* **Quoted text**:

:::::

When Loraine from The Hungry-Trotting Couple suggested we have a go at Filipino food for our mini-bloggers' dinner, I jumped at the idea. It's always exciting to try something new for a change, and with such enticing items on Bonifacio's online menu I was more than eager to make the necessary dinner reservations. May was a terribly packed month for many of the bloggers as most of us were actually on holiday in various parts of the world, and so I was really happy that I managed to find time to meet Loraine and Xin Li (from The Moose), even more so that it was the very first time that we were meeting one another.

I like Loraine and Xin Li, they're nice people. They're the sincere type of food bloggers who are just in it for the love of food and that thrill of gastronomic adventures. I've grown tired of food bloggers trying to outdo one another, so you can imagne my delight to meet such pleasant people for dinner, just sharing good food and good conversations. This is what I like most about food-blogging.

I couldn't ask for a better place for dinner. Bonifacio is located along the relatively quiet Keong Saik Road and is just about five minutes walk away from the Outram Park NEL MRT Station. The interior, though simple and not necessarily large, is still warm and inviting. Service here is also worth mention, as I especially like how the staff is confident about the authenticity and taste of the recommended dishes without appearing arrogant or aloof. Friendly Filipino service at its best.

Sago't Gulaman

The Sago't Gulaman is a sweet Filipino drink that has tapioca pearls, sago and jelly. I was told the Filipino "version" is very sweet and may not sit well with some Singaporeans, but anything is game for someone like me and I asked for the real deal. It didn't turn out as sweet as expected, but somewhat balanced enough. For a gross simplification, it's like drinking bubble tea, but better. Loraine's Fresh Yellow Mango Shake was even better, as it was awesomely (but naturally!) sweet from "authentic" mangoes specially air-flown from the Philippines.

:::::

[Data records]
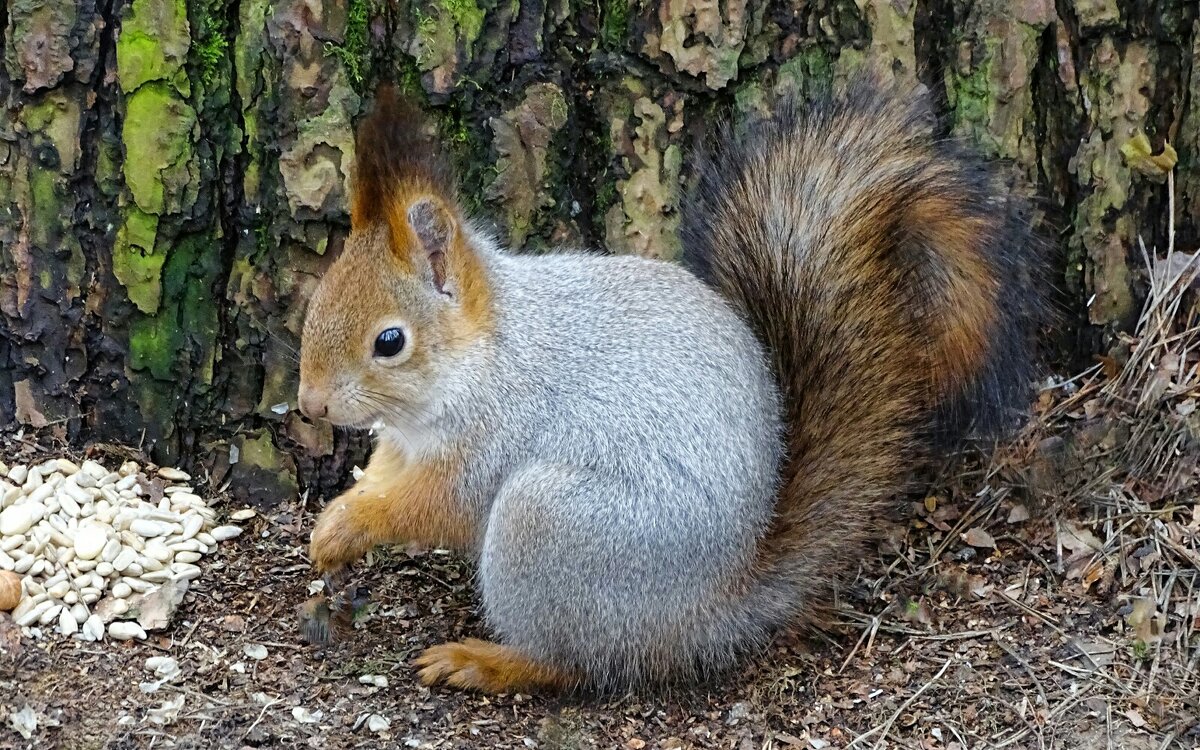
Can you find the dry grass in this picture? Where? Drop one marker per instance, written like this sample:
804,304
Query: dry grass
1044,599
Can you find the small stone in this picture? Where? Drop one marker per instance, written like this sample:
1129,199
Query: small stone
67,624
93,628
192,525
125,630
19,519
94,469
171,474
51,613
90,541
145,528
255,651
125,558
185,571
226,532
162,666
69,505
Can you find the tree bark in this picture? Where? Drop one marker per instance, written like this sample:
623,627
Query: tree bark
173,175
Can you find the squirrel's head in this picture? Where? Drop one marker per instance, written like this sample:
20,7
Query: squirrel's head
408,292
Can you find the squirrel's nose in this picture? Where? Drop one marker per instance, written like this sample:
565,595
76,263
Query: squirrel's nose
312,403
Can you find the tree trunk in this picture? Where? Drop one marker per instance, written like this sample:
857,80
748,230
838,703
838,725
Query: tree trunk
173,175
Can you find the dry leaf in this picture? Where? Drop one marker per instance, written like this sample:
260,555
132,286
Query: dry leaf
1078,539
1135,718
978,538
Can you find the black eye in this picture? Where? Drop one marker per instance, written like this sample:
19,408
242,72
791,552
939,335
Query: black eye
390,342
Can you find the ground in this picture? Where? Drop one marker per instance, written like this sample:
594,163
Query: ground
1044,593
987,621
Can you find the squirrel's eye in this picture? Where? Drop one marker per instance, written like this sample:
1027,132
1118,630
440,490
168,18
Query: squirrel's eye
390,342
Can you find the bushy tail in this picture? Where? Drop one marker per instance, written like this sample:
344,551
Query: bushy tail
888,276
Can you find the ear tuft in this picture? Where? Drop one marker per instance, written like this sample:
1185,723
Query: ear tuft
435,228
396,151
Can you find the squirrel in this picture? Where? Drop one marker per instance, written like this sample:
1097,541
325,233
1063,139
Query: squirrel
659,466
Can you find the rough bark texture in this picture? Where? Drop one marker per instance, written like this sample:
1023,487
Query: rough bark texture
173,175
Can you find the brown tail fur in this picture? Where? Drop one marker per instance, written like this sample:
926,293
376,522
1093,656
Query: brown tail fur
887,274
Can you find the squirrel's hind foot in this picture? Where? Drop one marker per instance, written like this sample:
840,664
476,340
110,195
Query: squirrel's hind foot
490,667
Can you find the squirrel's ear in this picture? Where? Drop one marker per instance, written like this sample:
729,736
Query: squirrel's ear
436,231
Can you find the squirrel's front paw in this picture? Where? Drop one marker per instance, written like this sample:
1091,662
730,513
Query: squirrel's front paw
340,537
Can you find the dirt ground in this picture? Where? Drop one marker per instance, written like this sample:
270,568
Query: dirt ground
1044,595
989,619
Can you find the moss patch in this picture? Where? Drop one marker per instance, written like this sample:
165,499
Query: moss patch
135,262
354,52
153,45
157,136
615,24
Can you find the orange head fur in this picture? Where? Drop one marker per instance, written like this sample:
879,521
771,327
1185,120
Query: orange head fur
408,292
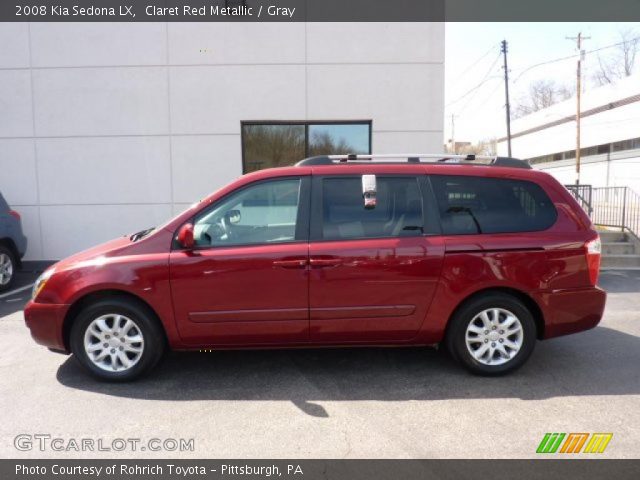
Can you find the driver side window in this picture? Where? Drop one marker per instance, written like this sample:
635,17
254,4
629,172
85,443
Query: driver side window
262,213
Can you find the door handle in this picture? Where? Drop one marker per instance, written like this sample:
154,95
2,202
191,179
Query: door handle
298,263
325,262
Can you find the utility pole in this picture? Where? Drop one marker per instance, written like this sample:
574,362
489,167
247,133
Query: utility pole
506,94
578,41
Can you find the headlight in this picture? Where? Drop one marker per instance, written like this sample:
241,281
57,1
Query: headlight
40,282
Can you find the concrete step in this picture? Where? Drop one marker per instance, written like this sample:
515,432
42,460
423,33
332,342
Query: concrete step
615,261
618,248
608,236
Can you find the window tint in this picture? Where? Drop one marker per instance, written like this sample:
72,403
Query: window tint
471,205
261,213
398,211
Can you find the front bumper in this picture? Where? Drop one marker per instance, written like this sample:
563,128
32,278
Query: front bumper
571,311
46,324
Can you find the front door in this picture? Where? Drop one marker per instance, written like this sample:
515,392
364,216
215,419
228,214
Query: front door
373,272
246,281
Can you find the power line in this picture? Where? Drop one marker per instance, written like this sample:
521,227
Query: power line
466,70
568,57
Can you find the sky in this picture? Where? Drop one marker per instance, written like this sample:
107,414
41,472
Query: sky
472,57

:::::

* **Problems to work on**:
1) Answer these questions about the Bonifacio dinner text.
(a) On which road is Bonifacio located?
(b) What does the Sago't Gulaman contain?
(c) From where were the mangoes in the Fresh Yellow Mango Shake air-flown?
2) Retype the lines of the records starting at the line that contains "Can you find the utility" and ending at the last line of the records, keeping every line identical.

* **Correct answers**:
1)
(a) Keong Saik Road
(b) Tapioca pearls, sago and jelly
(c) The Philippines

2)
Can you find the utility pole in this picture? Where? Drop one marker per instance, written like this sample:
574,362
489,167
247,133
Query: utility pole
506,94
578,41
Can you find the headlight in this picture? Where? Drop one marker per instance, written like this sample:
241,281
57,1
Query: headlight
40,282
Can you find the concrete step in this picture? Where? Drop one marker per instance, written like this sample:
515,432
42,460
423,33
332,342
Query: concrete step
615,261
618,248
608,236
Can you find the window tint in this picture? Where? Drop one marker per instance, written like this sample:
72,403
Query: window tint
471,205
261,213
398,211
Can you find the front bumper in this picture? Where? Drop one marker per instance, written like this sample:
563,128
32,278
Query: front bumper
571,311
46,324
Can you find the front door in this picture? Where? Drop one marker per instance, written like this sample:
515,392
364,216
215,419
228,214
Query: front door
373,272
246,281
Can you find the power line in this picture? Where? Drop one marker per instance, written like this sample:
521,227
Query: power line
466,70
568,57
Can you find the sky in this picture? Where? Drop one marker per instance, written like this sample:
107,414
41,472
Query: sky
472,57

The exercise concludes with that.